- [WHAT YOU NEED TO DO]
Your answer must be one number: the count of lines below that include "trunk".

- [GIVEN DATA]
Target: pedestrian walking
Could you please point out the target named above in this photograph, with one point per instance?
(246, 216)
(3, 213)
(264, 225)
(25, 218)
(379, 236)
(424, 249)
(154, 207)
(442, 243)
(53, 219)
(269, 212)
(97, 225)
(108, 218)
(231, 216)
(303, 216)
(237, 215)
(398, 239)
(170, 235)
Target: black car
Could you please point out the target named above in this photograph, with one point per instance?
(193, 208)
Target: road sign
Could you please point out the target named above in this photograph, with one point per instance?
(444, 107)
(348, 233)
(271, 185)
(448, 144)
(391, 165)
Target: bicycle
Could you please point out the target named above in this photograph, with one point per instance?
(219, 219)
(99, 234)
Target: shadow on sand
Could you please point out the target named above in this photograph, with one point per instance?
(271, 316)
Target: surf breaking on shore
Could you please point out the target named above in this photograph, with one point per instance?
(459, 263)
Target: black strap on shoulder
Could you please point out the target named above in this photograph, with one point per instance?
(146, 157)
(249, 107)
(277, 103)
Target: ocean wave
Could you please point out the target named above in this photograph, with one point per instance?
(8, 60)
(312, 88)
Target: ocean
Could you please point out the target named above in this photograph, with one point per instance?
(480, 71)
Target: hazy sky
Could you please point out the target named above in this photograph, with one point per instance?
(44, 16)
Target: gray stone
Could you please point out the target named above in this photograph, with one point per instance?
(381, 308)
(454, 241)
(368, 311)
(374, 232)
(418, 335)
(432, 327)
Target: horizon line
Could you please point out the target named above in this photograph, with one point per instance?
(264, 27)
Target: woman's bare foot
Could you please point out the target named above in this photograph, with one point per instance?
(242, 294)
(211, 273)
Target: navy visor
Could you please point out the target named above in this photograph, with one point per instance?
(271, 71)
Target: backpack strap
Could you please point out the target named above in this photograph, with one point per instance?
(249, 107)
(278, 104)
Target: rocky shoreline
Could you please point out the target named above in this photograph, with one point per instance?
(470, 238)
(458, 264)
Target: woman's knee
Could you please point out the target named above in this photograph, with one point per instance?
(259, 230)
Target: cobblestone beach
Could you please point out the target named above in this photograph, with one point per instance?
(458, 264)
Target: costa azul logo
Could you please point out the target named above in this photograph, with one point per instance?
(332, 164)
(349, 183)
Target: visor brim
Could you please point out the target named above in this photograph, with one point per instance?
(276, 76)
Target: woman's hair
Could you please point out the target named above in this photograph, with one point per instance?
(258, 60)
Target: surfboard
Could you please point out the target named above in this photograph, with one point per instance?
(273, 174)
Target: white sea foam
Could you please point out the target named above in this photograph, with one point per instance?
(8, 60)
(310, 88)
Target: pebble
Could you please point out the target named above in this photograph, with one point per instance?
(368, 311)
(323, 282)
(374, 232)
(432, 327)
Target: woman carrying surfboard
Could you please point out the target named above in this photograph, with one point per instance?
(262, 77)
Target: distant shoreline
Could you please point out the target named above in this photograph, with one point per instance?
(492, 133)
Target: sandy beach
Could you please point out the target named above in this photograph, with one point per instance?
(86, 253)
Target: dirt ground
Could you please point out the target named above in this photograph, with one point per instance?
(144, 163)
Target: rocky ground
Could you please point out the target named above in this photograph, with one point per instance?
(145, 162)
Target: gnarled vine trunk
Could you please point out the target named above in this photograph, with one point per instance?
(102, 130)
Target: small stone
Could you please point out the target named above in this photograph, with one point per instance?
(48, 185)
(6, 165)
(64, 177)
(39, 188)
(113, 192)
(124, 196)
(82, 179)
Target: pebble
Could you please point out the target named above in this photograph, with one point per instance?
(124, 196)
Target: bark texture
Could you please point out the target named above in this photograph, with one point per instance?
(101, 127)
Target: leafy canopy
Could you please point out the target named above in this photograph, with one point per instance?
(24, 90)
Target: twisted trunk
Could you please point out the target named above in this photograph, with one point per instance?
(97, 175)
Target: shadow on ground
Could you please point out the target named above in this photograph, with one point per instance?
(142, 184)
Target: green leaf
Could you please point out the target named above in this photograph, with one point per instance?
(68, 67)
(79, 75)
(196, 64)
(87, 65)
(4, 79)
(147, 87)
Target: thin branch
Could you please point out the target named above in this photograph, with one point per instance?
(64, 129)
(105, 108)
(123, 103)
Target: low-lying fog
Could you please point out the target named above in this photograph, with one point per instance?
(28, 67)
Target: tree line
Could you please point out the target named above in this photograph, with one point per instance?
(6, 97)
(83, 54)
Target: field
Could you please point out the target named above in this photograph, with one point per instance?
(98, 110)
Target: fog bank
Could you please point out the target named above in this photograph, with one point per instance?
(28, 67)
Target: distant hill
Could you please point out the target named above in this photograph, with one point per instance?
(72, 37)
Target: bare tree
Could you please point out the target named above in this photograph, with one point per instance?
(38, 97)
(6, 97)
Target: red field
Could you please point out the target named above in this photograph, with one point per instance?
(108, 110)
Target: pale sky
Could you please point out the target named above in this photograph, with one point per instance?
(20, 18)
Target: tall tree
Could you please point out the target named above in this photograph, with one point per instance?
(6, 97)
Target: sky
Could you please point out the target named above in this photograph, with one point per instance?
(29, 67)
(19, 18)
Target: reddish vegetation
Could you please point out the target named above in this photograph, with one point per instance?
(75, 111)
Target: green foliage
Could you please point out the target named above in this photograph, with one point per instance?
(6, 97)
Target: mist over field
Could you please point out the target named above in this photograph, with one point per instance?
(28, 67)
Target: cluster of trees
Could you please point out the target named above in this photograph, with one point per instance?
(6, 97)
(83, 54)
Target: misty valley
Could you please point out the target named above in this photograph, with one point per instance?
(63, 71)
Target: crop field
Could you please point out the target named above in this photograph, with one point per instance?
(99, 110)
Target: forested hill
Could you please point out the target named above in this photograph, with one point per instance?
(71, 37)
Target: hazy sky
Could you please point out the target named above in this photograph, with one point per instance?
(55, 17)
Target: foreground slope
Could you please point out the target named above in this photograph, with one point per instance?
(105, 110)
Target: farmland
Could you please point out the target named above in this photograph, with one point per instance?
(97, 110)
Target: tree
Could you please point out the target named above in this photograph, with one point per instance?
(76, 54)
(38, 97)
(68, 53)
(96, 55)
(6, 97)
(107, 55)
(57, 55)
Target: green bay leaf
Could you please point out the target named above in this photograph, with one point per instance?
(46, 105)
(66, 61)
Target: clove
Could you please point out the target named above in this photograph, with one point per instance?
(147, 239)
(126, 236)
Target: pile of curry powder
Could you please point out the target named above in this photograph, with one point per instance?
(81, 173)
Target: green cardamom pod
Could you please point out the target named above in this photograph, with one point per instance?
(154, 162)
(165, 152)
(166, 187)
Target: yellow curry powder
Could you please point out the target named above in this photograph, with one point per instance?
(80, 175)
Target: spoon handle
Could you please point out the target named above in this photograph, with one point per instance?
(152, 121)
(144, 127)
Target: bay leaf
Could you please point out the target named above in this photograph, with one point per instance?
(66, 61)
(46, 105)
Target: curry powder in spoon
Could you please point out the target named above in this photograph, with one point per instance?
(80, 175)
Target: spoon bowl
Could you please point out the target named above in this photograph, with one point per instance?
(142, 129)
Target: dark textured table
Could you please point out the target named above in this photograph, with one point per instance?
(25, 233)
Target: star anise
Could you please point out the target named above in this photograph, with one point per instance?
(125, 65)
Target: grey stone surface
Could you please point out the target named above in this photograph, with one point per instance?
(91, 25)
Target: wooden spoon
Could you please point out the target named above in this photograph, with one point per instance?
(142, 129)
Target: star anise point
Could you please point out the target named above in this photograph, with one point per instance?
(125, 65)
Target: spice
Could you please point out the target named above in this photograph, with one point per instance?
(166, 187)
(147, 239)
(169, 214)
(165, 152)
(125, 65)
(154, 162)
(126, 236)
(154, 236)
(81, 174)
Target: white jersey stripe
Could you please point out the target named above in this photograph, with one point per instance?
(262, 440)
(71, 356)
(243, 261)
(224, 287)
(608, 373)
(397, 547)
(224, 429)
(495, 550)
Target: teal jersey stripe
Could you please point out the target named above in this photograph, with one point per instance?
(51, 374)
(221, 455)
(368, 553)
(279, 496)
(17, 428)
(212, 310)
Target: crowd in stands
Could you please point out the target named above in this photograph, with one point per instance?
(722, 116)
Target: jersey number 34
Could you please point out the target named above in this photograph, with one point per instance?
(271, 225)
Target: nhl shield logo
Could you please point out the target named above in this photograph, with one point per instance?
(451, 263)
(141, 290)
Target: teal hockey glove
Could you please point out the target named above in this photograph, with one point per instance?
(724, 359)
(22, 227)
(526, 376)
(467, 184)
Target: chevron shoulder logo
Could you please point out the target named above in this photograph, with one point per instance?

- [RESPONSE BELOW]
2